▶ [EXERCISE DESCRIPTION]: I need only the number of lines in this data that contain the string "every".

▶ [GIVEN RECORDS]:
►

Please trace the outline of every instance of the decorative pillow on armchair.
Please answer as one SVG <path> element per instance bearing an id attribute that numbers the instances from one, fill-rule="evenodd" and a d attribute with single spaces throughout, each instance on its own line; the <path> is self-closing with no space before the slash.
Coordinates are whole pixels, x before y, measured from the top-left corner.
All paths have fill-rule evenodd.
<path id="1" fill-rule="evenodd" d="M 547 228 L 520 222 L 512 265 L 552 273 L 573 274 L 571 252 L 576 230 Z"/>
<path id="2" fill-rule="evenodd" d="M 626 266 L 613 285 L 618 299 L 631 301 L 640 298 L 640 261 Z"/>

◄
►

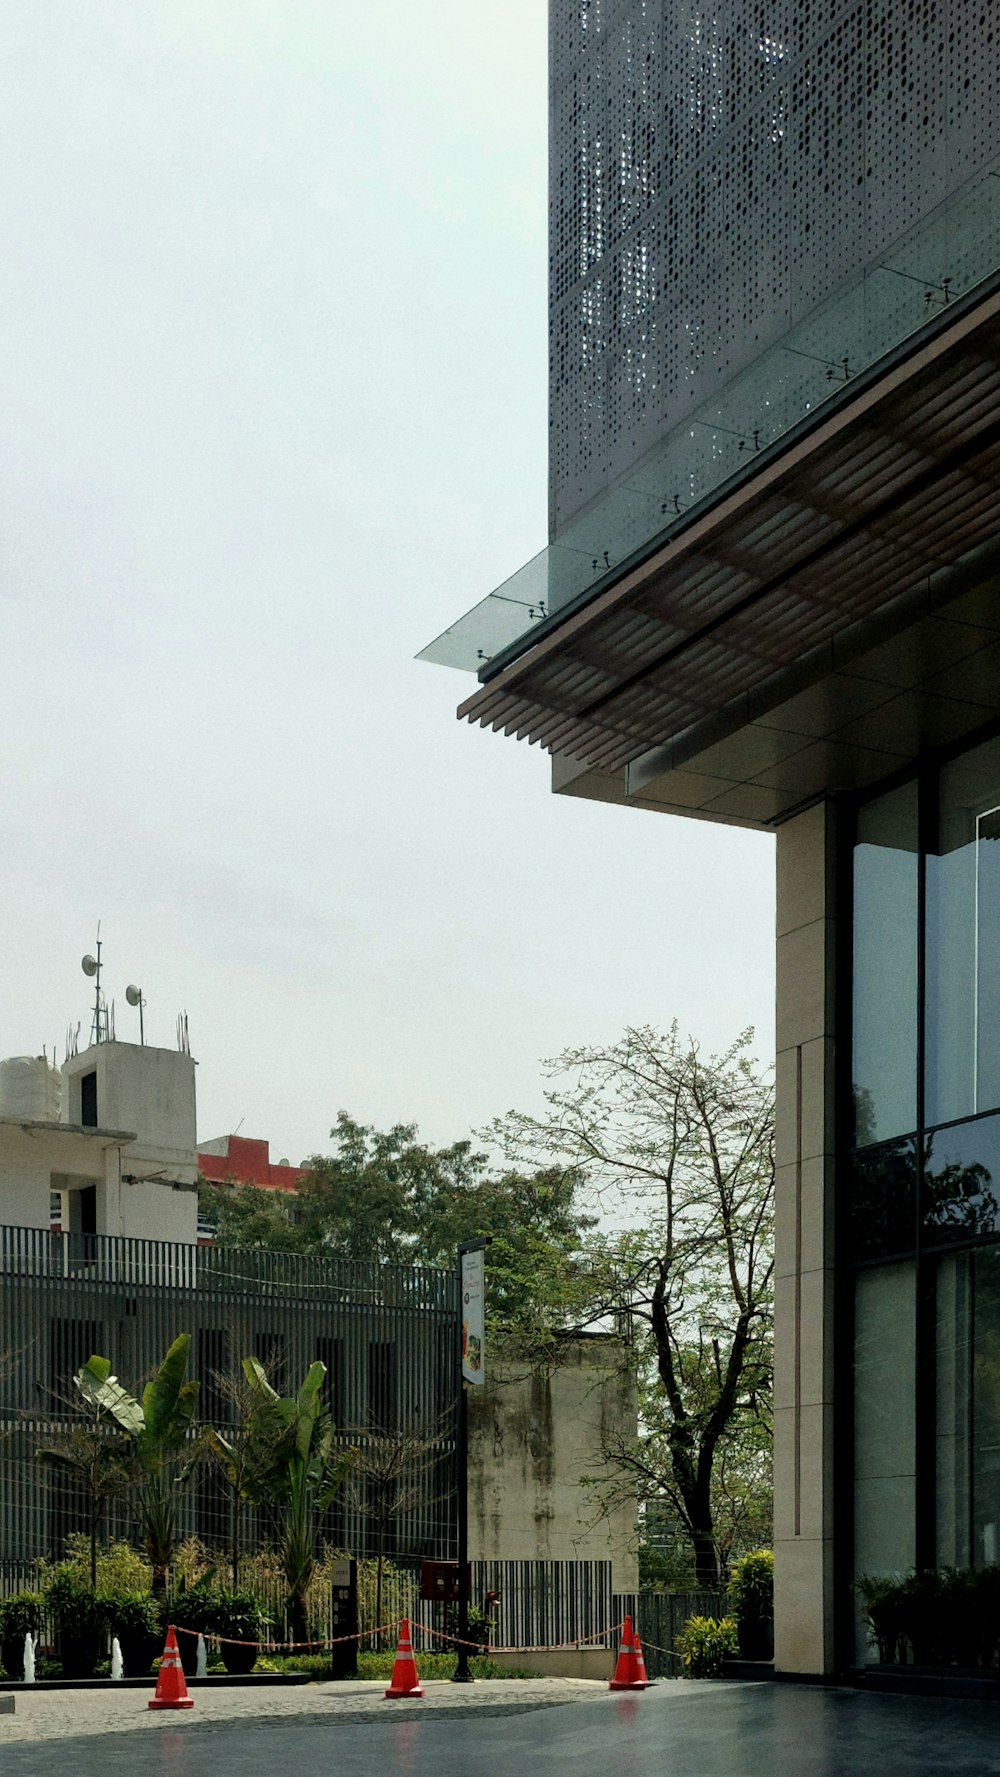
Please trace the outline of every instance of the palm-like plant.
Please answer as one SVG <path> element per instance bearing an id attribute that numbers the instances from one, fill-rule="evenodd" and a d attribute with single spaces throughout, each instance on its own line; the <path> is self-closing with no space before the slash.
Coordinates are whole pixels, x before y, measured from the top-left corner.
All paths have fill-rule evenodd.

◄
►

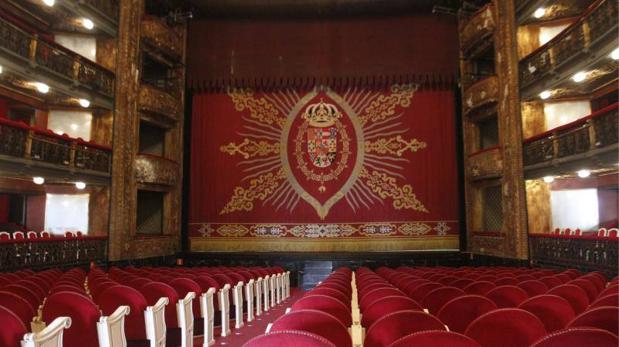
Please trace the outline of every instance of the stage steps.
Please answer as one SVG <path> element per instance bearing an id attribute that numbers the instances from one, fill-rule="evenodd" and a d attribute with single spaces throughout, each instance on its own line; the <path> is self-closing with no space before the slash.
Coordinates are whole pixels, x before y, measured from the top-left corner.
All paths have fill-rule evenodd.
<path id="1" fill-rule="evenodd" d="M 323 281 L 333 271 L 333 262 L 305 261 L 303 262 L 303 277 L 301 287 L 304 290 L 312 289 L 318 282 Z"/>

◄

▶ [ANSWER]: 3